[SET PROBLEM]
Reproduce every line of the records below verbatim, without changing any word, number, or punctuation mark.

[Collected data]
** Begin **
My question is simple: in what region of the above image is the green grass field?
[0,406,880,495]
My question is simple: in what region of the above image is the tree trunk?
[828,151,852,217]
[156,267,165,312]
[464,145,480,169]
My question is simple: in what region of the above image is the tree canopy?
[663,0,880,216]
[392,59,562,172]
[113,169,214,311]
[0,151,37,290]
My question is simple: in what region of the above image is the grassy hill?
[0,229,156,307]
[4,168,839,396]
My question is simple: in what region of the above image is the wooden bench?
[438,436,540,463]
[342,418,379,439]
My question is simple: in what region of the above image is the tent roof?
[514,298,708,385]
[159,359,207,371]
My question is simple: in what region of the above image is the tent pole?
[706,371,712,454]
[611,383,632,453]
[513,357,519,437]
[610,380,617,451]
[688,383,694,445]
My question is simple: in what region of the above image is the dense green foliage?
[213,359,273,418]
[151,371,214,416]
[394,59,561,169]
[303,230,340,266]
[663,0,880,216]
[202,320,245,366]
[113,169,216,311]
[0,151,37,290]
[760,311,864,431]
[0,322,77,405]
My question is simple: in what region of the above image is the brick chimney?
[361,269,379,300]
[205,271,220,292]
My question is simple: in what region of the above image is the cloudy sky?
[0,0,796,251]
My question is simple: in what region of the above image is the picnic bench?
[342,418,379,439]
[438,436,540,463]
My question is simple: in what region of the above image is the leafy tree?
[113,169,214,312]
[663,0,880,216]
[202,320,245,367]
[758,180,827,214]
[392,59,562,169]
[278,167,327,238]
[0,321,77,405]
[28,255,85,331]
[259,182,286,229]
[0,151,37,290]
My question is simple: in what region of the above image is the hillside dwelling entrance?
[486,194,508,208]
** End **
[RESPONSE FOR THIS EXERCISE]
My question is simple: in what region of the above image is the green grass field?
[0,406,880,495]
My question is simple: in what region of the above image is the tree trunk?
[828,151,852,217]
[156,267,165,312]
[464,145,480,169]
My question is simple: in what region of the above image is the tree canopy?
[663,0,880,216]
[392,59,562,172]
[113,169,214,311]
[0,151,37,290]
My question is simple: in what region of the above image is the grassy hill?
[0,229,156,307]
[4,168,839,396]
My question is simple: in what region of the above image is the wooden bench?
[438,436,540,463]
[342,418,379,439]
My question is simple: in what region of the above image is the tent roof?
[514,298,708,385]
[159,359,207,371]
My question is simple: in what region of the above image is the tent pole?
[706,371,712,454]
[611,383,632,453]
[513,357,519,437]
[610,380,617,451]
[688,383,694,445]
My question is simple: in what region of the above image is the dense green foliage?
[213,359,273,418]
[151,371,214,416]
[394,59,561,169]
[303,230,340,266]
[663,0,880,216]
[202,320,245,366]
[113,169,216,311]
[0,151,37,290]
[760,311,864,431]
[0,322,77,405]
My question is simple: in what region of the above image is the brick chimney?
[361,269,379,300]
[205,271,220,292]
My question is simple: in what region of the above image is the cloudy sky?
[0,0,796,251]
My question is simple: in what region of the above image is the picnic bench?
[342,418,379,439]
[438,436,540,463]
My question is simple: in what region of the above image is the leafy tree?
[113,169,214,312]
[663,0,880,216]
[202,320,245,367]
[758,180,827,214]
[392,59,562,169]
[278,167,327,238]
[0,321,77,405]
[28,255,85,331]
[259,182,286,229]
[0,151,37,290]
My question is simple: in what region of the above image is the hillside dwelling entrance?
[486,194,508,208]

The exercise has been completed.